## Records shown
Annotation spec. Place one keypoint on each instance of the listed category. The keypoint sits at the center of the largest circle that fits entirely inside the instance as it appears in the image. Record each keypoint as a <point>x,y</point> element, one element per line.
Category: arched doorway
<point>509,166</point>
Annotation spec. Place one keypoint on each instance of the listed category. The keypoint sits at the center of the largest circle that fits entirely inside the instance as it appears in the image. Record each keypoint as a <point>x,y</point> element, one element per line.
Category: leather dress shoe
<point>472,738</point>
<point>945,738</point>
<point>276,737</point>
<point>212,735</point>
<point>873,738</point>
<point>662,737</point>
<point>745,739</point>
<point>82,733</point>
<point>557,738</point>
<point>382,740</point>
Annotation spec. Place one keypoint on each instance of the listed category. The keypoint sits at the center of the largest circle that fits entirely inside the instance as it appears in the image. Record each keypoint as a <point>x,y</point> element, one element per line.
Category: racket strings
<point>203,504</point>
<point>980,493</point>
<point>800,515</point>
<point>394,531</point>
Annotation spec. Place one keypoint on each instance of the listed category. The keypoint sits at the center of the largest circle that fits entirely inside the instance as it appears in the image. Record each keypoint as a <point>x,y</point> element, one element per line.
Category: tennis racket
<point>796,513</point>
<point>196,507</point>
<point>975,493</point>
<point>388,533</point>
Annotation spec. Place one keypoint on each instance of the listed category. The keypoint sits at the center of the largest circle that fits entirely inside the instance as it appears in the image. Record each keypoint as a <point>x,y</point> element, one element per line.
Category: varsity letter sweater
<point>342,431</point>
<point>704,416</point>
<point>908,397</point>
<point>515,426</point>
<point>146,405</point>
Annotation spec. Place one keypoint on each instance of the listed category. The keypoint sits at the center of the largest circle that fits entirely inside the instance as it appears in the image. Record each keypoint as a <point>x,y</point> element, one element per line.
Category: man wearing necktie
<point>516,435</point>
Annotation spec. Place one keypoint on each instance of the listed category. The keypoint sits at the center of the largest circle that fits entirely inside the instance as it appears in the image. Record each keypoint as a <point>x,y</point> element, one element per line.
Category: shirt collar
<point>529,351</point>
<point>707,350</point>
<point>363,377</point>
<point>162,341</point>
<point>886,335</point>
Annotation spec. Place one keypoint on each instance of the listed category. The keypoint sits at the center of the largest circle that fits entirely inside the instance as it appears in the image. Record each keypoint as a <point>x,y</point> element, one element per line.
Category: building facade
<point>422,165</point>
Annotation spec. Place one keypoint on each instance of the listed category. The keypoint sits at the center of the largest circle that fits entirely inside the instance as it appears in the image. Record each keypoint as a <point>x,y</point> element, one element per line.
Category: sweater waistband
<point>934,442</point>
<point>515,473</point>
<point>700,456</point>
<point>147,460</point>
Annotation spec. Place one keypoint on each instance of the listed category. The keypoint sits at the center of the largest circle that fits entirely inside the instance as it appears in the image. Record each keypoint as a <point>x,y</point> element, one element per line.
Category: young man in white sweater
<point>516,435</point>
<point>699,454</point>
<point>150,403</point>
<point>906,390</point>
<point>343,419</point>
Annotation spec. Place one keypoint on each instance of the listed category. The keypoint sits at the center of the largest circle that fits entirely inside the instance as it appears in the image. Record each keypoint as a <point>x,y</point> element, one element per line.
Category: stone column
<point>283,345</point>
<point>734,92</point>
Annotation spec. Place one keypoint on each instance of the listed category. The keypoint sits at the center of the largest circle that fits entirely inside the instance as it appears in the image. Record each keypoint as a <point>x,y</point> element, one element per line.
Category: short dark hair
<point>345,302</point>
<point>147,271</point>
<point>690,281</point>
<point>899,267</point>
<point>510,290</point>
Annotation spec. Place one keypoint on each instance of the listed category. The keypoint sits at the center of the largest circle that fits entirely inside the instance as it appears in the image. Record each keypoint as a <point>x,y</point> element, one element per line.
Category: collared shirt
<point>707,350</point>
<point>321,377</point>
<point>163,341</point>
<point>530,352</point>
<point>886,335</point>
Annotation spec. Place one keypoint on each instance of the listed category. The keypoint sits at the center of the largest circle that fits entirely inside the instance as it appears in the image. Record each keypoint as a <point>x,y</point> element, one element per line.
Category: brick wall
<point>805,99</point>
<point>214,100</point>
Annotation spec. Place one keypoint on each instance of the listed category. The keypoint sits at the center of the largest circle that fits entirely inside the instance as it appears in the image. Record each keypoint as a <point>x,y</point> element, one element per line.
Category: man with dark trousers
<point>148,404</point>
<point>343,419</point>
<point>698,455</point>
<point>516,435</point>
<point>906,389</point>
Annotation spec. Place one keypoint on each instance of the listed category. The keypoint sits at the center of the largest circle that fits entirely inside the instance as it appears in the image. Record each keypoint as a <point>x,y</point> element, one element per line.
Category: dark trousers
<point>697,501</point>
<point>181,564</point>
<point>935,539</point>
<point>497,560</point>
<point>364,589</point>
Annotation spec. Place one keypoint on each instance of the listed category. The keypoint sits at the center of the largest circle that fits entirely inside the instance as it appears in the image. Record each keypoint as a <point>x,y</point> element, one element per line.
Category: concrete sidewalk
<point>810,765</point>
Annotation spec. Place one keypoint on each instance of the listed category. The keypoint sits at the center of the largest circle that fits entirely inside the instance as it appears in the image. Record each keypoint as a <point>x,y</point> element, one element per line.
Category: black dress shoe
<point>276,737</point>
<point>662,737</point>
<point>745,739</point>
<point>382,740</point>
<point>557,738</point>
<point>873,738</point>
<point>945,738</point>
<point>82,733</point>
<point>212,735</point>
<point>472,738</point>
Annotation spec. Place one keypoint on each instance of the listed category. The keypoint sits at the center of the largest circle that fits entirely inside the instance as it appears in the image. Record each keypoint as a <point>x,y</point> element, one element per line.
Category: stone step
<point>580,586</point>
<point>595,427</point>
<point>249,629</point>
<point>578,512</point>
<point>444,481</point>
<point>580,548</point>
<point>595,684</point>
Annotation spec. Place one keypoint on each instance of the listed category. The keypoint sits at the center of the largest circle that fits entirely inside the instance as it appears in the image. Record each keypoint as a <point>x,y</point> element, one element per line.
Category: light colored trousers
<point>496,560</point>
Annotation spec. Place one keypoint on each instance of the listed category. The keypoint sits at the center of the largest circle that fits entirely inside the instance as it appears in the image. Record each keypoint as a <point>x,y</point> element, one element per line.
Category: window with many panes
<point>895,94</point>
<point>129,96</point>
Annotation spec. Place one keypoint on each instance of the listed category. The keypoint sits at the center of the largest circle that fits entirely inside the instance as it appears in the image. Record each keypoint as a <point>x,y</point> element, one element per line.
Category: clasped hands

## What is required
Edit the records above by changing every "keypoint" to "marker" and keeping everything else the same.

## Exercise output
Annotation spec. Place one marker on each instance of the listed category. The marker sits at the center of the largest circle that fits entirely inside the instance as it appears in the image. Record each marker as a <point>x,y</point> element, one element per line.
Category: arched doorway
<point>509,166</point>
Annotation spec. Place one marker on each instance of the listed category. The marker sits at the center of the largest circle that fits entirely inside the instance as it appears in the image. Record each marker as a <point>x,y</point> element, one element per line.
Category: leather dress shoe
<point>472,738</point>
<point>945,738</point>
<point>276,737</point>
<point>212,735</point>
<point>873,738</point>
<point>662,737</point>
<point>745,739</point>
<point>82,733</point>
<point>557,738</point>
<point>382,740</point>
Annotation spec. Place one marker on each instance of the listed category. The marker sits at the center of the largest circle that fits entirely inside the instance as it appears in the image. Record each marker as a <point>x,y</point> element, one element per line.
Category: racket strings
<point>203,504</point>
<point>980,493</point>
<point>800,515</point>
<point>394,531</point>
Annotation spec. Place one marker on each instance of the listed category. The marker sits at the center of the largest circle that fits entirely inside the instance as it appears in the image. Record each marker as a <point>x,y</point> element, one element per line.
Category: tennis racket
<point>796,513</point>
<point>196,507</point>
<point>975,493</point>
<point>388,533</point>
Annotation spec. Place one marker on each instance of the listed category. The marker sits at the center of the largest circle that fits entirely inside the instance as it appears in the image. Record each marker as a <point>x,y</point> element, one element per line.
Category: varsity letter sweater
<point>342,431</point>
<point>704,416</point>
<point>908,397</point>
<point>515,426</point>
<point>146,405</point>
Annotation spec. Place one marker on each instance of the listed category. The marker sits at the center of the largest circle that fits entirely inside the instance as it appears in the image. Record each marker as a <point>x,y</point> element, one element per line.
Category: man wearing necktie
<point>516,435</point>
Annotation spec. Place one marker on each instance of the listed category. The marker sits at the center of the largest circle that fits entirely inside the instance as it appears in the image. Record each marker as a <point>x,y</point> element, one element per line.
Category: shirt collar
<point>529,351</point>
<point>707,350</point>
<point>363,377</point>
<point>162,341</point>
<point>886,335</point>
Annotation spec. Place one marker on each instance of the listed category. The marker sits at the center of the largest circle that fits entirely inside the instance as it appears in the image. Record each marker as a <point>x,y</point> element, one element per line.
Category: building facade
<point>422,165</point>
Annotation spec. Place one marker on each instance of the listed category. The marker sits at the center of the largest circle that fits entirely inside the instance as it appears in the image. Record each marker as a <point>x,y</point> element, one element per line.
Category: sweater waistband
<point>934,442</point>
<point>515,473</point>
<point>700,456</point>
<point>147,460</point>
Annotation spec. Place one marker on each instance of the listed category. The marker sits at the center of the largest circle that fits entirely inside the instance as it appears in the image. Record each marker as a <point>x,y</point> element, one element per line.
Category: young man in white sweater
<point>516,435</point>
<point>699,454</point>
<point>150,403</point>
<point>906,390</point>
<point>343,419</point>
Annotation spec. Place one marker on each instance of the listed category. The marker sits at the center of the largest circle that fits entirely inside the instance as it appears in the image. Record each marker as a <point>x,y</point> element, one element per line.
Category: stone column
<point>283,345</point>
<point>734,92</point>
Annotation spec. Place one marker on each instance of the listed category. The marker sits at the center of the largest circle that fits entirely inside the instance as it appears in the image. Record each marker as a <point>x,y</point> element, one element per line.
Category: short dark hair
<point>345,302</point>
<point>147,271</point>
<point>690,281</point>
<point>899,267</point>
<point>510,290</point>
Annotation spec. Place one marker on each instance of the listed category. The marker sits at the center of the largest circle that fits entirely inside the instance as it appears in the image. Record each marker as a <point>x,y</point> element, one element per line.
Category: collared shirt
<point>707,350</point>
<point>321,377</point>
<point>163,341</point>
<point>530,352</point>
<point>886,335</point>
Annotation spec. Place one marker on each instance of the listed category. The marker sits at the center of the largest circle that fits entirely inside the instance as it appears in the image. Record each marker as a <point>x,y</point> element, one element per line.
Category: brick wall
<point>805,99</point>
<point>214,100</point>
Annotation spec. Place one marker on each instance of the listed category. The marker sits at the center of the largest circle that fits entirely inside the instance as it appears in the image. Record each marker as a <point>x,y</point> element, one element per line.
Category: man with dark trousers
<point>148,404</point>
<point>343,419</point>
<point>698,455</point>
<point>516,435</point>
<point>906,389</point>
Annotation spec. Place one marker on each instance of the listed category. The marker sits at the center of the largest circle that fits entirely inside the instance as it appears in the image. Record each marker as a <point>x,y</point> element, one element per line.
Category: dark trousers
<point>697,501</point>
<point>181,564</point>
<point>935,539</point>
<point>497,560</point>
<point>364,589</point>
Annotation spec. Place one marker on each instance of the listed category. The marker sits at the center of the largest circle that fits entirely inside the instance as it appears in the image. Record each marker as a <point>x,y</point> element, one element per line.
Category: concrete sidewalk
<point>810,765</point>
Annotation spec. Place one marker on each instance of the listed category. The marker sits at the center of the largest circle that fits entirely inside the instance as it appears in the image. Record each marker as a <point>x,y</point> element, one element per line.
Category: black dress shoe
<point>276,737</point>
<point>662,737</point>
<point>745,739</point>
<point>382,740</point>
<point>557,738</point>
<point>873,738</point>
<point>945,738</point>
<point>82,733</point>
<point>212,735</point>
<point>472,738</point>
Annotation spec. Place one marker on each instance of the listed category. The marker sits at the center of the largest circle that fits entirely inside the instance as it appears in the image. Record each marker as a <point>x,y</point> element, one element per line.
Category: stone step
<point>580,586</point>
<point>595,427</point>
<point>249,629</point>
<point>578,512</point>
<point>444,481</point>
<point>580,548</point>
<point>595,684</point>
Annotation spec. Place one marker on each instance of the listed category. The marker sits at the center of the largest circle that fits entirely inside the instance as it appears in the image. Record each marker as a <point>x,y</point> element, one element per line.
Category: light colored trousers
<point>496,560</point>
Annotation spec. Place one marker on each instance of the listed category. The marker sits at the center of the largest circle that fits entirely inside the instance as it appears in the image. Record each marker as a <point>x,y</point> element, one element per line.
Category: window with many panes
<point>895,94</point>
<point>129,96</point>
Annotation spec. Place one marker on each instance of the listed category. The marker sits at the center of the largest circle that fits entirely inside the instance as it appears in the image. Record each marker as a <point>x,y</point> element, one element per line.
Category: clasped hands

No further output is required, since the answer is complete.